The answer should be each line of the records that contains the word "flag"; please copy them all.

## Records drawn from a dataset
____________________

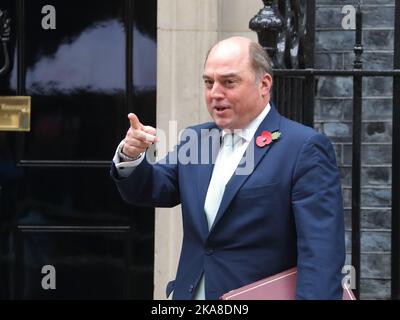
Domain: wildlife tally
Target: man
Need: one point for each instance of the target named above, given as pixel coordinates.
(240, 228)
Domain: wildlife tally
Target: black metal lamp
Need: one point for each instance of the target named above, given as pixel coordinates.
(268, 23)
(5, 31)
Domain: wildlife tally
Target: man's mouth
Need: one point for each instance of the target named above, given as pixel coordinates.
(220, 108)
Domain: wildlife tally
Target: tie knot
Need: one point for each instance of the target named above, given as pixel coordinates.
(230, 140)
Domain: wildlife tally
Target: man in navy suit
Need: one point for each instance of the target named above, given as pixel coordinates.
(266, 200)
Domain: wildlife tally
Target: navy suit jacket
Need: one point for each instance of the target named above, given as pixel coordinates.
(287, 212)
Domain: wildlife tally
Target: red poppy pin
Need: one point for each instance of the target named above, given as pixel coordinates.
(266, 138)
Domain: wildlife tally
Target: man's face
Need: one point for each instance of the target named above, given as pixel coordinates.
(233, 96)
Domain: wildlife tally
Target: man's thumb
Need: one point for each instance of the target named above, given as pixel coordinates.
(135, 123)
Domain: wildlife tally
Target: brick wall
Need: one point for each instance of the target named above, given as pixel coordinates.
(334, 50)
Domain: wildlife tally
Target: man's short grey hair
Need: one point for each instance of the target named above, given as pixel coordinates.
(260, 61)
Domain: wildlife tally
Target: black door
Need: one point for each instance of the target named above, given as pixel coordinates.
(64, 230)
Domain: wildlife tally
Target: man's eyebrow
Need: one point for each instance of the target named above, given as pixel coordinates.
(227, 75)
(230, 75)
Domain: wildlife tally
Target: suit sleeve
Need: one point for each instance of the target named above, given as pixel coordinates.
(151, 185)
(318, 211)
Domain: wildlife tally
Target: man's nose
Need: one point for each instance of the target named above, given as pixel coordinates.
(216, 91)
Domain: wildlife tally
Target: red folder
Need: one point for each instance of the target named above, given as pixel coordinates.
(281, 286)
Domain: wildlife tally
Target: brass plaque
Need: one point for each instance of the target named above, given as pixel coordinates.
(15, 113)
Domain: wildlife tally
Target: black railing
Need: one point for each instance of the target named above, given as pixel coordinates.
(294, 95)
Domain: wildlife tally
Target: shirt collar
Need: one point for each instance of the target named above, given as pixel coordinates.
(249, 131)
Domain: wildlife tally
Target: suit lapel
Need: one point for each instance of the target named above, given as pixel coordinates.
(270, 123)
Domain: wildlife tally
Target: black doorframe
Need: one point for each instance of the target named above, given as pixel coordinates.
(302, 82)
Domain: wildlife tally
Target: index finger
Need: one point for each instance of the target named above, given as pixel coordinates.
(134, 120)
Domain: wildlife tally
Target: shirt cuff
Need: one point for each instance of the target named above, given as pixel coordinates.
(125, 168)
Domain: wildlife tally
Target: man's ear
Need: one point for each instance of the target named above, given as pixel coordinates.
(266, 84)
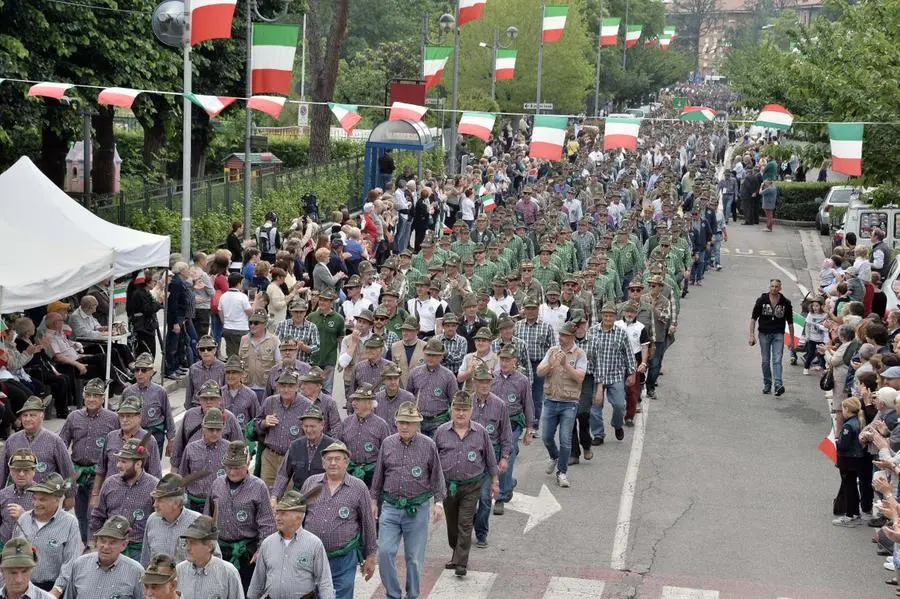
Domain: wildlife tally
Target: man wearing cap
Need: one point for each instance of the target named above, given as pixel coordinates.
(127, 493)
(292, 562)
(159, 578)
(86, 430)
(156, 410)
(202, 574)
(170, 518)
(467, 458)
(564, 367)
(242, 509)
(17, 562)
(304, 456)
(52, 530)
(190, 428)
(409, 352)
(208, 368)
(433, 385)
(407, 477)
(349, 538)
(331, 326)
(51, 451)
(259, 352)
(278, 424)
(106, 573)
(204, 455)
(297, 327)
(389, 399)
(614, 368)
(289, 361)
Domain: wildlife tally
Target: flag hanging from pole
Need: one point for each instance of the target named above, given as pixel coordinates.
(609, 31)
(846, 148)
(554, 22)
(435, 60)
(272, 57)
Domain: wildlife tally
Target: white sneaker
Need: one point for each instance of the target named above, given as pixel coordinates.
(551, 466)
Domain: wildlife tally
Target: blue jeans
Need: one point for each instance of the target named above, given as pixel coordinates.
(506, 479)
(343, 575)
(559, 414)
(771, 346)
(395, 525)
(614, 393)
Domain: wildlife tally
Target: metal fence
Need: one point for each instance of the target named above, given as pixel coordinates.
(222, 192)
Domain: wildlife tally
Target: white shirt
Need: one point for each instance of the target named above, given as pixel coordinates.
(232, 306)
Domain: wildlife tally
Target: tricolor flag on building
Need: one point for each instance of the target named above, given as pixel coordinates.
(846, 148)
(402, 110)
(609, 31)
(554, 22)
(346, 114)
(272, 57)
(470, 10)
(505, 67)
(548, 136)
(774, 116)
(478, 124)
(211, 19)
(435, 60)
(621, 132)
(632, 35)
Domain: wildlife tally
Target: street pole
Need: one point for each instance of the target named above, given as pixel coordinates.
(540, 60)
(186, 141)
(453, 115)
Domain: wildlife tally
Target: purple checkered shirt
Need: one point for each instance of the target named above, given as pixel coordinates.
(242, 512)
(336, 517)
(408, 469)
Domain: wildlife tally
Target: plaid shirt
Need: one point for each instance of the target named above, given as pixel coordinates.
(612, 357)
(307, 332)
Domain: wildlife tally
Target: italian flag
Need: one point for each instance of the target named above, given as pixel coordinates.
(505, 64)
(271, 105)
(272, 57)
(49, 89)
(632, 35)
(797, 326)
(346, 114)
(609, 31)
(211, 19)
(470, 10)
(698, 113)
(621, 132)
(122, 97)
(401, 111)
(435, 59)
(554, 23)
(478, 124)
(774, 116)
(213, 105)
(548, 137)
(846, 148)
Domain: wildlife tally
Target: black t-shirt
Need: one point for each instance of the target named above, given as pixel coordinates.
(772, 319)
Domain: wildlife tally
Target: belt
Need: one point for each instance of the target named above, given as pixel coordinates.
(410, 504)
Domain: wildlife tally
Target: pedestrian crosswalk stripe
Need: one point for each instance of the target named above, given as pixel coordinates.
(475, 585)
(574, 588)
(682, 593)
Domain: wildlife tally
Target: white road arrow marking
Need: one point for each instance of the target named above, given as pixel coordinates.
(537, 508)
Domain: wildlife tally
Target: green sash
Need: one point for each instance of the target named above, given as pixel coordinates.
(355, 544)
(85, 474)
(410, 504)
(454, 485)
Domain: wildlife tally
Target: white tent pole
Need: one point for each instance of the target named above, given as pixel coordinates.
(109, 322)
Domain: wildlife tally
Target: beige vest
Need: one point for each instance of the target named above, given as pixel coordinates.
(559, 384)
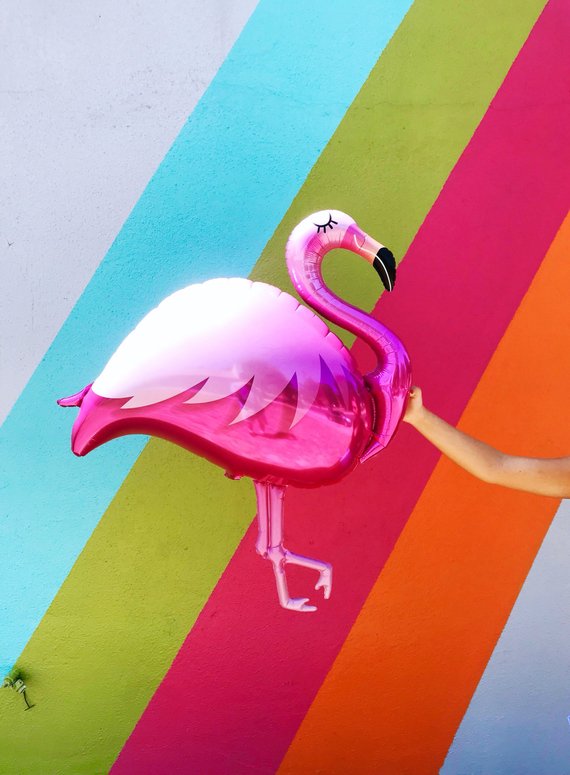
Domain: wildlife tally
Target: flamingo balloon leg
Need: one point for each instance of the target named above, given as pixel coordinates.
(270, 518)
(249, 378)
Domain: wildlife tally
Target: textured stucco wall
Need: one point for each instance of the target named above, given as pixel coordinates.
(133, 165)
(93, 94)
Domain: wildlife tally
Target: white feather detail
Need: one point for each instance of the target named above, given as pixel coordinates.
(225, 333)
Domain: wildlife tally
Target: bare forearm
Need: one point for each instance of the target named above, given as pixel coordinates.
(537, 475)
(480, 459)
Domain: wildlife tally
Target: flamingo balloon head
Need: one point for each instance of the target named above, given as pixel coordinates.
(329, 229)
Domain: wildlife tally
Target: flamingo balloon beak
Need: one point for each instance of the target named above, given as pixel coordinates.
(378, 255)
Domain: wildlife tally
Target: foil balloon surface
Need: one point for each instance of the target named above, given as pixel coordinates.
(244, 375)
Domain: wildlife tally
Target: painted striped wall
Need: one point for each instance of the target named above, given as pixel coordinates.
(150, 148)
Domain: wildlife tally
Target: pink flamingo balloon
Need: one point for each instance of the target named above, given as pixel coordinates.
(242, 374)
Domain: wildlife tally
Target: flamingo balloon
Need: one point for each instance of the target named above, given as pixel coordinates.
(242, 374)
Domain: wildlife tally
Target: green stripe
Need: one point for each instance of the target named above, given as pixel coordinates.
(144, 576)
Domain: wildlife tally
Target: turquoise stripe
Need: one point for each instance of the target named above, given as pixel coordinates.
(209, 210)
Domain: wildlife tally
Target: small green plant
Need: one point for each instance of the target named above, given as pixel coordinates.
(14, 680)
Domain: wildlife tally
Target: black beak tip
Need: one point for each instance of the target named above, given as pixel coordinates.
(385, 265)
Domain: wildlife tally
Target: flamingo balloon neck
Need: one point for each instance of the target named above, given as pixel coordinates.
(304, 262)
(390, 381)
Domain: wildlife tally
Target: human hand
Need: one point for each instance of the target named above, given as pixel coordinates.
(415, 406)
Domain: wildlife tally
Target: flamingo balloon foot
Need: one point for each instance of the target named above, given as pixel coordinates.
(270, 508)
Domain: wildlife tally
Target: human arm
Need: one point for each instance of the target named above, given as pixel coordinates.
(538, 475)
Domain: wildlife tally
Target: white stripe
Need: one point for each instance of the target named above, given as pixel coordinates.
(93, 96)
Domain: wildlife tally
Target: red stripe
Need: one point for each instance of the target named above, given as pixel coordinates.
(248, 671)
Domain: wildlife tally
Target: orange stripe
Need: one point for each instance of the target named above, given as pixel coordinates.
(404, 677)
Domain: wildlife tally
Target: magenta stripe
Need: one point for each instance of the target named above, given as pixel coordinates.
(248, 671)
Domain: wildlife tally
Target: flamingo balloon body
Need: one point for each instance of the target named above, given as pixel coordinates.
(242, 374)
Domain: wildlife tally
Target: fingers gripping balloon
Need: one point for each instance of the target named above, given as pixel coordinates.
(244, 375)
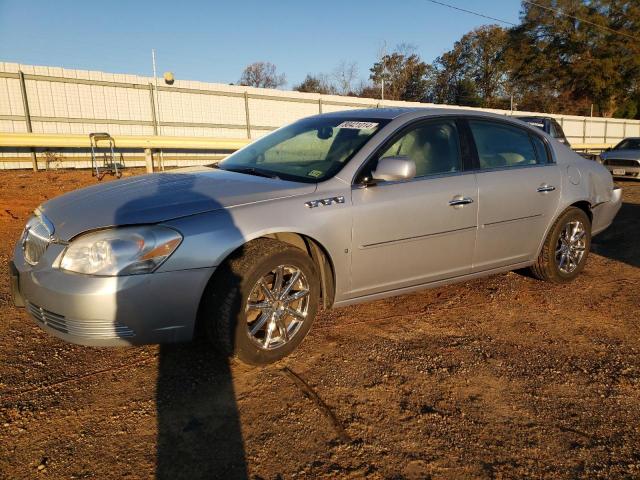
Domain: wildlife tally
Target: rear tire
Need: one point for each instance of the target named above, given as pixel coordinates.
(565, 250)
(255, 307)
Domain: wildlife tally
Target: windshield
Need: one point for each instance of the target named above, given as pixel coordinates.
(310, 150)
(628, 144)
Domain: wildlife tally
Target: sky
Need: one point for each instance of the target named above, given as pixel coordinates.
(213, 41)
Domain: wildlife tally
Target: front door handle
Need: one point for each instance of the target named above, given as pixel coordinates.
(544, 188)
(459, 201)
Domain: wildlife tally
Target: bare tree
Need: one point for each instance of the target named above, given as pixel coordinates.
(345, 74)
(262, 75)
(316, 84)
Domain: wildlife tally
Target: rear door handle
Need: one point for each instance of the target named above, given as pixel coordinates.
(544, 188)
(459, 201)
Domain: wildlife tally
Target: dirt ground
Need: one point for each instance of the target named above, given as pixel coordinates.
(505, 377)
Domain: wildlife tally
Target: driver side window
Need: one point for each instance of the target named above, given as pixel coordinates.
(433, 146)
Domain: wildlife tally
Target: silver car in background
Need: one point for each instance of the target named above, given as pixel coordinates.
(331, 210)
(623, 160)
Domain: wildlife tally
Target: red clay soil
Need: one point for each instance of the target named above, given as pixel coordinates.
(505, 377)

____________________

## ANSWER
Target: flag hanging from pole
Target: tricolor flag on building
Target: italian flag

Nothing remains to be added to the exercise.